-- Supplied entries --
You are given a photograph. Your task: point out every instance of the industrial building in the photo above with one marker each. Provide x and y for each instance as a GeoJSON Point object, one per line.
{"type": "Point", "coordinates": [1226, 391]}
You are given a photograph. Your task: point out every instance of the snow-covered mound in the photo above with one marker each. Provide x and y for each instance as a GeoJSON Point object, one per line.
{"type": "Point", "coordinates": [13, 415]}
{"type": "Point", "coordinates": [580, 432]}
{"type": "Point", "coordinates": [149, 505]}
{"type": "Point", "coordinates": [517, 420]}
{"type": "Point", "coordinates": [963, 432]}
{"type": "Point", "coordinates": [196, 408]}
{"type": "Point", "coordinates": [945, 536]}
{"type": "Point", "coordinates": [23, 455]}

-- Objective --
Please reproduce the entries between the line containing "of the snow-covered" and the last entry, inclusive, substituting "hill" for "mound" and keeping everything else unchanged.

-- Written response --
You are given a photograph. Your task: point out every instance of the snow-covered hill in the photo above with one marker each. Provide x and y for each instance as a GeoJSON Point object, one per line.
{"type": "Point", "coordinates": [13, 415]}
{"type": "Point", "coordinates": [580, 432]}
{"type": "Point", "coordinates": [149, 505]}
{"type": "Point", "coordinates": [517, 420]}
{"type": "Point", "coordinates": [963, 432]}
{"type": "Point", "coordinates": [196, 408]}
{"type": "Point", "coordinates": [945, 536]}
{"type": "Point", "coordinates": [23, 455]}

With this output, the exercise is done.